Change "bus" to "tram" in the lines running from the one containing "Can you find the bus front door" through the one containing "pixel 467 469", leaving everything else the same. Give back only those lines.

Supplied data:
+---+

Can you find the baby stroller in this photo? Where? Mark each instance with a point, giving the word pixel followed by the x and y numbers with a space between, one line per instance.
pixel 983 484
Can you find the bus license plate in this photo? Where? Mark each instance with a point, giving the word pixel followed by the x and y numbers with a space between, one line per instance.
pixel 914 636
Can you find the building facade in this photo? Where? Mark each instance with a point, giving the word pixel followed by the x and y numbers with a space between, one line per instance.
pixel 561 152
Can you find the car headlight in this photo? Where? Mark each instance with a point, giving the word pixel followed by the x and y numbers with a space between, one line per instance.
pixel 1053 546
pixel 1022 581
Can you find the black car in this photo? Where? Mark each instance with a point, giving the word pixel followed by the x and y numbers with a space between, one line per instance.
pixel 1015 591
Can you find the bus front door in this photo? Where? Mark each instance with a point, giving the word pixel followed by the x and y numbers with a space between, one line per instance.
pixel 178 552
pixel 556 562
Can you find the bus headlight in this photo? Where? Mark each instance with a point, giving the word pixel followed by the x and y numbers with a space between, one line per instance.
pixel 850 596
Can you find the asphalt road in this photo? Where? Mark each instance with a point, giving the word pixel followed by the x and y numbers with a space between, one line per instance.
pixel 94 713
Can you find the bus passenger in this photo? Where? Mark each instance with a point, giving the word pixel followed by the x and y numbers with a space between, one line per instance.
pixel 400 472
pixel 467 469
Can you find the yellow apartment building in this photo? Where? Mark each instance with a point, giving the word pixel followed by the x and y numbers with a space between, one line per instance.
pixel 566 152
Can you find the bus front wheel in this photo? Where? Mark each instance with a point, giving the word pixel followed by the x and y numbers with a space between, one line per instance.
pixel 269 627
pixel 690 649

+---+

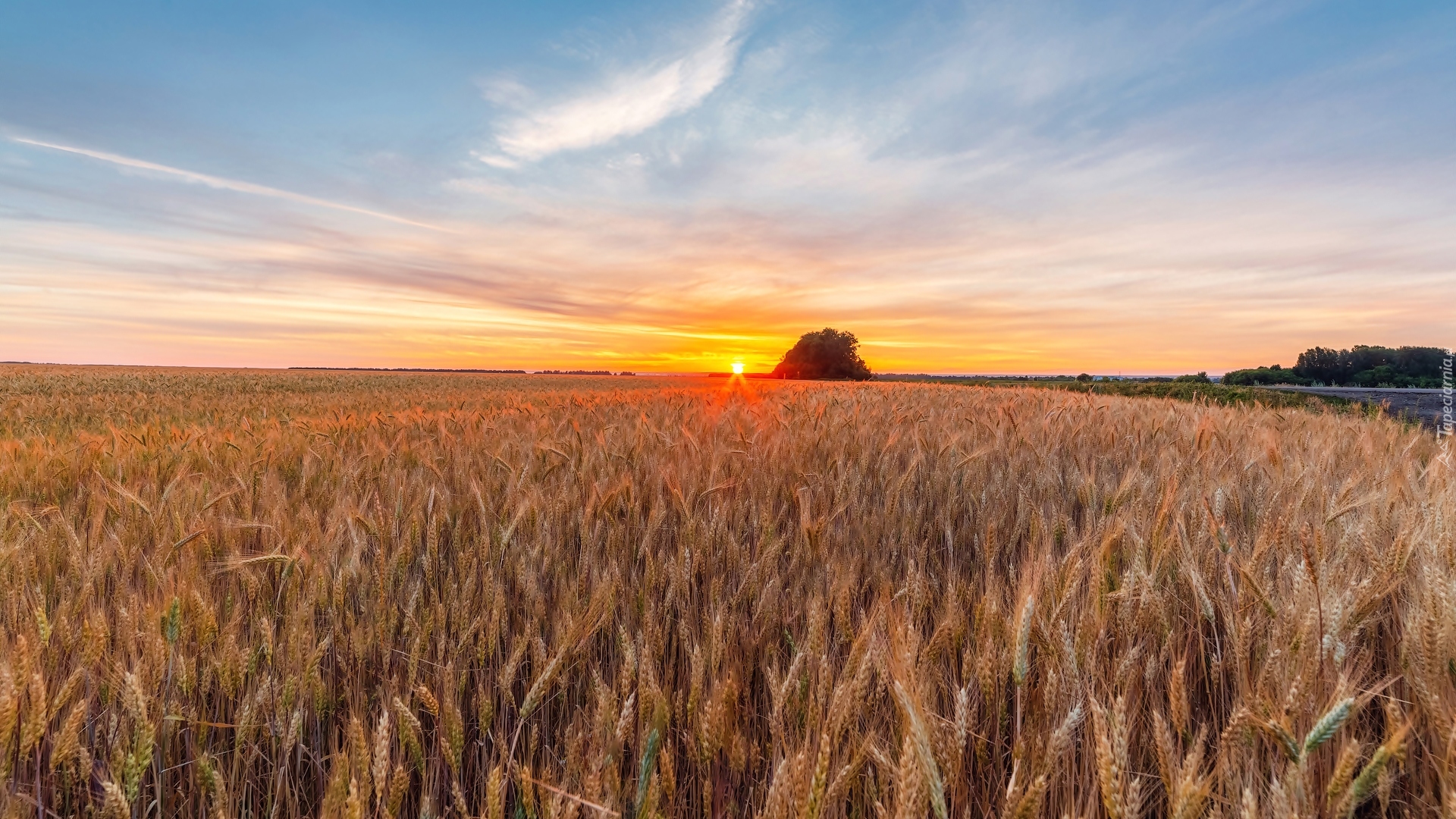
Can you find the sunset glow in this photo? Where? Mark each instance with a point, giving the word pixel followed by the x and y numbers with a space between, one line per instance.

+---+

Finished task:
Can you find the tram front door in this photo? Where? Mark each instance with a point, giving the word pixel followed by the x and y numbers with a space between, one line per instance.
pixel 178 552
pixel 556 562
Can you find the tram headlight in this photo? Where? Mark each instance with a point, giving the word pixel followed by the x and y numbers with a space between, one line per instance.
pixel 850 596
Can you find the asphalt road in this photo? Where? Mark each instance with a point, giving the word pixel followed by the x and y numbers with a space between, one line per instance.
pixel 94 713
Can you find the tram passenger in this photo? Where? Mark each instance with a point, giving the word pixel followed by the x and y numbers with a space between, one line per instance.
pixel 400 472
pixel 467 469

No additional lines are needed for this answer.